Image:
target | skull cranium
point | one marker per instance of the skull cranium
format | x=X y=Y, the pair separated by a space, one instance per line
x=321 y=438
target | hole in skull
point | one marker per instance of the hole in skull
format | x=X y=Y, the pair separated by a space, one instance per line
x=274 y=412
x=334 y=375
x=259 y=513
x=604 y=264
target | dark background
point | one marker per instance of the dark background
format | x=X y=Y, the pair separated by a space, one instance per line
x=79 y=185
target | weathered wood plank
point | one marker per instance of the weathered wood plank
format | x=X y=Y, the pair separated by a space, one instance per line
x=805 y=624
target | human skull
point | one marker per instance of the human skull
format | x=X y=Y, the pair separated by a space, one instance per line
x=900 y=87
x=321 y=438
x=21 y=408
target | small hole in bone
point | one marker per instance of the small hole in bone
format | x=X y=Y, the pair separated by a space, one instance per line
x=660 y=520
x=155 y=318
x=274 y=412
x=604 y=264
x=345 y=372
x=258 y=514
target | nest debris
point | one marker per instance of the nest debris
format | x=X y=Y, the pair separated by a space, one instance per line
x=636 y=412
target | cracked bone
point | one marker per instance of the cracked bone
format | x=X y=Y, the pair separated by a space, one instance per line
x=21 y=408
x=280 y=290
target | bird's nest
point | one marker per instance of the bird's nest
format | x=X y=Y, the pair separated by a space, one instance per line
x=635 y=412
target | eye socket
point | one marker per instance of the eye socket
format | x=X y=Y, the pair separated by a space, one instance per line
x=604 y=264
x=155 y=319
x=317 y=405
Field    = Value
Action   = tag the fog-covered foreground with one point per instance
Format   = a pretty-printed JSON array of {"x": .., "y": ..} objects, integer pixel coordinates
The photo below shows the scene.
---
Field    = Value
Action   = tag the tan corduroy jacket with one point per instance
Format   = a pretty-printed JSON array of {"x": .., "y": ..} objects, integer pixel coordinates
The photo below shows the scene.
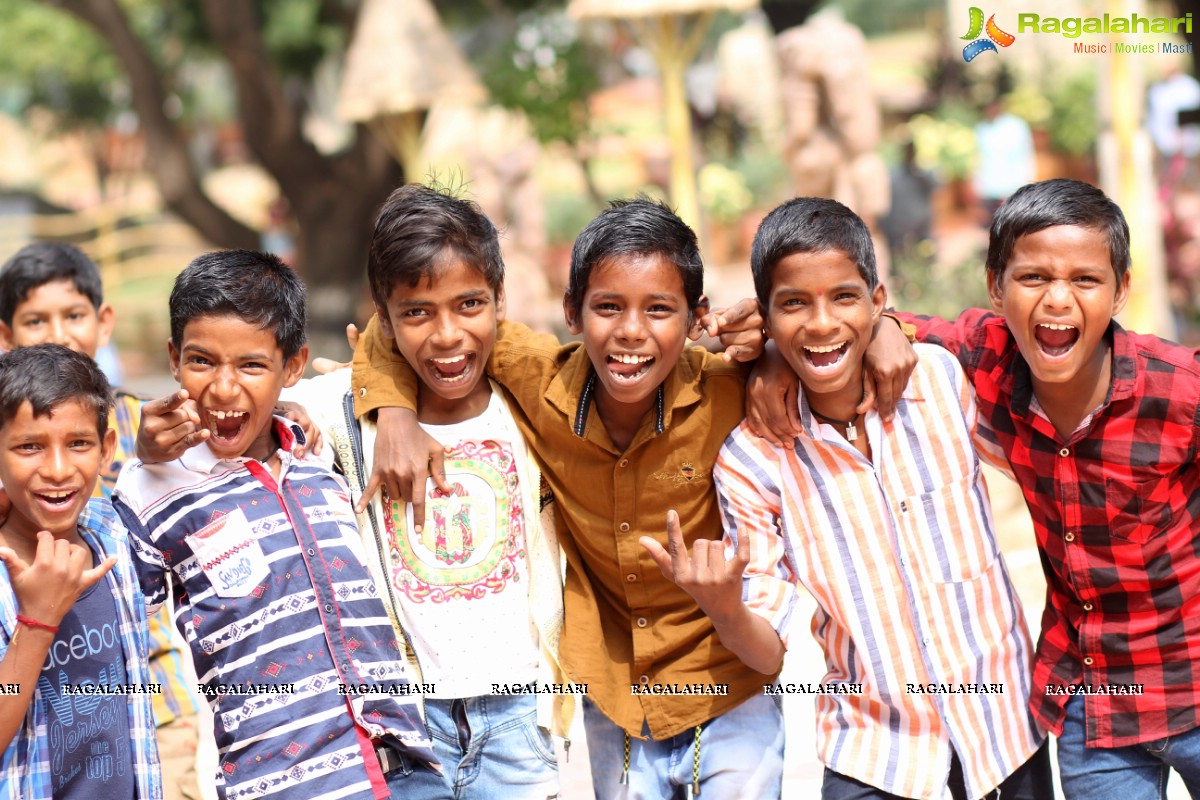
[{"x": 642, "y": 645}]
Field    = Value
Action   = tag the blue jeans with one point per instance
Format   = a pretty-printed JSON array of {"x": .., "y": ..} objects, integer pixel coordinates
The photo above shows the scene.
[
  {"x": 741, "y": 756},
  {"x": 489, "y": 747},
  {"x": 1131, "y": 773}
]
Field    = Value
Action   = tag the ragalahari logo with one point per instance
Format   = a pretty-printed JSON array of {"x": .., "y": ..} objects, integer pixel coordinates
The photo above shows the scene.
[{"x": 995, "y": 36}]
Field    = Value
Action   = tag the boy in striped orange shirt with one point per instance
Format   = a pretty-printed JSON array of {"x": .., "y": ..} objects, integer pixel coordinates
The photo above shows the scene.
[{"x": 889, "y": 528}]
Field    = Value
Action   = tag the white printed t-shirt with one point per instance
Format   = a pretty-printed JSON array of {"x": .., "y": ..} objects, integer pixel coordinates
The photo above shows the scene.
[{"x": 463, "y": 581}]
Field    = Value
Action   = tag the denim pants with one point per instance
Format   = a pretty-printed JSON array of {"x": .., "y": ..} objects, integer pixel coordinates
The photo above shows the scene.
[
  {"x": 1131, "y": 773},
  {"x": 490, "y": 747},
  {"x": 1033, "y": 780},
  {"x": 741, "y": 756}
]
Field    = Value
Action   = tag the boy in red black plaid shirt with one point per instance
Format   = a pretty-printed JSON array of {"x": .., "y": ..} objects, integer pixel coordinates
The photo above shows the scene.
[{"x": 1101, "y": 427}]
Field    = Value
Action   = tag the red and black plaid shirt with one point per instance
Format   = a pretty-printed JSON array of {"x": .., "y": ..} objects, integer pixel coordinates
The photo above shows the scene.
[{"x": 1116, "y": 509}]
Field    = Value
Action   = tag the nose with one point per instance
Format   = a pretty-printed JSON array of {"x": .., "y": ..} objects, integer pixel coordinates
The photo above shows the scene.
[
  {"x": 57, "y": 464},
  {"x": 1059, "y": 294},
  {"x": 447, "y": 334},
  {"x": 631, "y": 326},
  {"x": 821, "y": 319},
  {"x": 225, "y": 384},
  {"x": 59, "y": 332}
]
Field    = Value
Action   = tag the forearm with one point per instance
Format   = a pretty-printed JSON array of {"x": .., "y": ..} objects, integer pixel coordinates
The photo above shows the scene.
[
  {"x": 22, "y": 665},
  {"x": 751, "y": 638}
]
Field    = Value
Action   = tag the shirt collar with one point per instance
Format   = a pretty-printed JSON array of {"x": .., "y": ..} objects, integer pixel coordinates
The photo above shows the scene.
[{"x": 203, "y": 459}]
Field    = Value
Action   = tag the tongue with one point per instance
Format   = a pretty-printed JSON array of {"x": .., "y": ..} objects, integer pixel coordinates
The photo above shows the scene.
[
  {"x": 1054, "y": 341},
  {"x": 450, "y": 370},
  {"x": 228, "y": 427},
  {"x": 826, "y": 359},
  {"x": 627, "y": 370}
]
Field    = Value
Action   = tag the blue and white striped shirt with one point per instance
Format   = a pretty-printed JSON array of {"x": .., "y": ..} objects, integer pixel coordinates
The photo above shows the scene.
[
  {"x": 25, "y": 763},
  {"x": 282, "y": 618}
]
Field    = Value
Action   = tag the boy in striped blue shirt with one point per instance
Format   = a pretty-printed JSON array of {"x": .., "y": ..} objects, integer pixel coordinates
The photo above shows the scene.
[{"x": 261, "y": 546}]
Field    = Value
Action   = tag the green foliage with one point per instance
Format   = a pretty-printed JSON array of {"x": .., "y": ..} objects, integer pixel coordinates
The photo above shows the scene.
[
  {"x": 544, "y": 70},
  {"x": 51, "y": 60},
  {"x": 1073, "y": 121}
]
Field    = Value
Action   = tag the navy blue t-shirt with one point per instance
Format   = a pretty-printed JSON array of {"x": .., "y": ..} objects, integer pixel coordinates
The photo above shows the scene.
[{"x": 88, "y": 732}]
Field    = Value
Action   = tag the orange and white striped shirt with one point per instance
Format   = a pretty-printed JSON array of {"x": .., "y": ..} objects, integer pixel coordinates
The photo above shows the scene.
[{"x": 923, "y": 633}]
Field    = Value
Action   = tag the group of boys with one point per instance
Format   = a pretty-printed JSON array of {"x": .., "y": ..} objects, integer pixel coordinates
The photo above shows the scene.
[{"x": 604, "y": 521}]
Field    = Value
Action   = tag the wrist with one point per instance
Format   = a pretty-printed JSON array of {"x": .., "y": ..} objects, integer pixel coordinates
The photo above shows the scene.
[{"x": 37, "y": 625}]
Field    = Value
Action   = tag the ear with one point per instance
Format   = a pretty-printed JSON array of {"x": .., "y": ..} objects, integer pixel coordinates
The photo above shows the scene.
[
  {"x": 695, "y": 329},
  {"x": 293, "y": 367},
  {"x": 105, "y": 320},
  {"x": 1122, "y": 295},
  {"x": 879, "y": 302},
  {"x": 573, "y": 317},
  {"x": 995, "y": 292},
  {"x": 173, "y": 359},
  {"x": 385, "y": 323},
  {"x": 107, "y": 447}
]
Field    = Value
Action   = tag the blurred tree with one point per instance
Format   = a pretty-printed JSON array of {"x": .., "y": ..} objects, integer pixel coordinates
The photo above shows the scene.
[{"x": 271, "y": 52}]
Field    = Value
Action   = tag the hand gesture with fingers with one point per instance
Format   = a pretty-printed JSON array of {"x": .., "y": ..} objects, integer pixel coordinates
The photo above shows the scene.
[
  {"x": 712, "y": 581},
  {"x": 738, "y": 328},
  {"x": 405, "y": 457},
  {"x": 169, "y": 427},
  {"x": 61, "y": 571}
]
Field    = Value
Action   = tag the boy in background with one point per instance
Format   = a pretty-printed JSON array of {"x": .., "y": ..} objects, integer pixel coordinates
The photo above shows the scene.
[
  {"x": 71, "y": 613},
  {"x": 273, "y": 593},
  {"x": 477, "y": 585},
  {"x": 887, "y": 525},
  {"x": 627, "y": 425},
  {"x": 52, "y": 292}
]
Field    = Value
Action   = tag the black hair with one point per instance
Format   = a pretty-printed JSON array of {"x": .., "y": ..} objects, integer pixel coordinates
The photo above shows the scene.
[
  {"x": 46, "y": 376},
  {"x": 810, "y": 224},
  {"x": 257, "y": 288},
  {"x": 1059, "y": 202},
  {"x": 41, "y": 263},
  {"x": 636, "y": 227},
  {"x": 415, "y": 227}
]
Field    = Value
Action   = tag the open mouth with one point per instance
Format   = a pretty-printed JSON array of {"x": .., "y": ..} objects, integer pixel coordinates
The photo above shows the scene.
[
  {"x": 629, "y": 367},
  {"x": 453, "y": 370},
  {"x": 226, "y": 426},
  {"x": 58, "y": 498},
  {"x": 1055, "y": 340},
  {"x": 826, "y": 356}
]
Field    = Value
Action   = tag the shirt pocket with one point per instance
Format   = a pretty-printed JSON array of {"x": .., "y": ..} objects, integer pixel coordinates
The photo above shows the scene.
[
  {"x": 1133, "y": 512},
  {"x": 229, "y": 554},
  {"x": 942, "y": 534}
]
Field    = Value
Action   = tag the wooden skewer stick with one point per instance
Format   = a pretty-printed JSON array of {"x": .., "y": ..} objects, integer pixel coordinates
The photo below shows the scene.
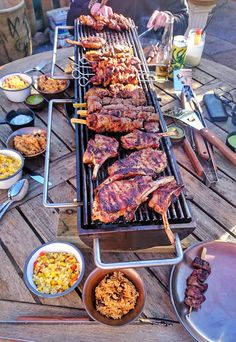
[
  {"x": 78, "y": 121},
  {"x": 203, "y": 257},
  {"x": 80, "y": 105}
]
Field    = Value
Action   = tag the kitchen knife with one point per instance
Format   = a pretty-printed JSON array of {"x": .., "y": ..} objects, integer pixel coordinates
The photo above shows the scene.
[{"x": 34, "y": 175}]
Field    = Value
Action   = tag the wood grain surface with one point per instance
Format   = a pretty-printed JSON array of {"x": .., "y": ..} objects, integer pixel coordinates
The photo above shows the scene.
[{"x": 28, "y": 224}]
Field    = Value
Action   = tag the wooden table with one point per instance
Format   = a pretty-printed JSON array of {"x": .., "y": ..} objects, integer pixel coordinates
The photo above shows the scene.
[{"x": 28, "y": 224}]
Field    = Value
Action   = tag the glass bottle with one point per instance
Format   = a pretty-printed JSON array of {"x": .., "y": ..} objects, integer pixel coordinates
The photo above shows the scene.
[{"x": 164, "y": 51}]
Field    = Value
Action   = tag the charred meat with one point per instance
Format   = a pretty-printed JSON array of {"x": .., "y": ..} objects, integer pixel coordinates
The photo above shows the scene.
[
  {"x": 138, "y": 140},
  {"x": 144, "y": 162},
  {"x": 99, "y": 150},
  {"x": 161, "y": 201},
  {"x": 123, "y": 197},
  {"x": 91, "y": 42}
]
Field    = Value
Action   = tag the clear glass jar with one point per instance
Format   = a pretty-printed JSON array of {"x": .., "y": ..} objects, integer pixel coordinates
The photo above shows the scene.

▸ **What to do**: Look above for the line with "target | nest debris" and the line with "target | bird's nest", and reproduce exactly those two lines plus every line between, nothing more.

▸ **Task output**:
target | nest debris
point | one marker per instance of the nest debris
format | x=X y=Y, the pair separated by a space, one instance per line
x=636 y=412
target | cracked bone
point | one marker per instance of the cracked bone
format | x=X y=Y, the pair separated by a space, one instance per line
x=21 y=408
x=280 y=290
target | bird's nest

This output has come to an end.